• WRITTEN TASK 1: From the LLVM workshop announcement below, list every conference named in its joint steering committee.
Start PROVIDED PASSAGE
The LLVM Compiler Infrastructure Project

Fifth LLVM Performance Workshop at CGO

The Fifth LLVM Performance Workshop will be held at CGO 2021. The workshop is co-located with CC, HPCA, and PPoPP. If you are interested in attending the workshop, please register at the CGO website. The joint steering committee of CGO/PPoPP/HPCA/CC has decided to make the conference a virtual event this year. Note: The sessions will be delivered and recorded (via zoom) and shared on Youtube for public consumption.
End PROVIDED PASSAGE
Start EXTRACTED ENTRIES
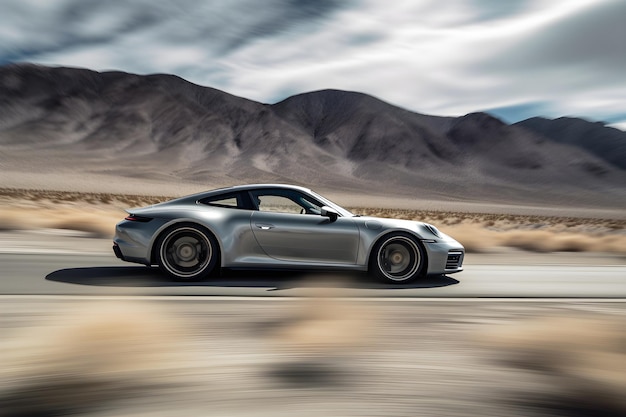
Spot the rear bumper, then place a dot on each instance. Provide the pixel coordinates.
(118, 251)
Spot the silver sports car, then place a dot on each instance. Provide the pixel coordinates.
(279, 226)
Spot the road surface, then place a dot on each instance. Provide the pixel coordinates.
(501, 276)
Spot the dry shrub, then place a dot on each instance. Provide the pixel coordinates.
(12, 219)
(97, 356)
(548, 241)
(93, 221)
(473, 237)
(582, 357)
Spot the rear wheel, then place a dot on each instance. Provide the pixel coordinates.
(187, 252)
(398, 258)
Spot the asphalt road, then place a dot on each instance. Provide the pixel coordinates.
(506, 276)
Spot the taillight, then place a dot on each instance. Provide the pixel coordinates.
(135, 218)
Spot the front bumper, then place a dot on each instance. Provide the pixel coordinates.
(444, 257)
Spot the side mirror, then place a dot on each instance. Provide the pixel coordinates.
(329, 212)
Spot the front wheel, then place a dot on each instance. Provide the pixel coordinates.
(398, 258)
(187, 252)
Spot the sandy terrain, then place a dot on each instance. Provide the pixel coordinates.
(97, 213)
(316, 356)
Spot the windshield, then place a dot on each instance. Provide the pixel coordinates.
(342, 211)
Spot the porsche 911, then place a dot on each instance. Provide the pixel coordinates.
(279, 226)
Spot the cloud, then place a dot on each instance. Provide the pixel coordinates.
(563, 57)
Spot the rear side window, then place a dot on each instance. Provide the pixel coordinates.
(231, 200)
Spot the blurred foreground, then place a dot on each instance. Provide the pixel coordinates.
(318, 355)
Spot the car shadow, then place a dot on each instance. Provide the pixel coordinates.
(141, 276)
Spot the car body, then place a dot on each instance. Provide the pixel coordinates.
(279, 226)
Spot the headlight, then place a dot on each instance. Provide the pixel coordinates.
(432, 229)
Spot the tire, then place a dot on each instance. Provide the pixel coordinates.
End EXTRACTED ENTRIES
• WRITTEN TASK 2: Quote each line of the records above that contains the string "side", with case counting.

• EXPECTED ANSWER 1: CGO, PPoPP, HPCA, CC

• EXPECTED ANSWER 2:
Spot the side mirror, then place a dot on each instance. Provide the pixel coordinates.
Spot the rear side window, then place a dot on each instance. Provide the pixel coordinates.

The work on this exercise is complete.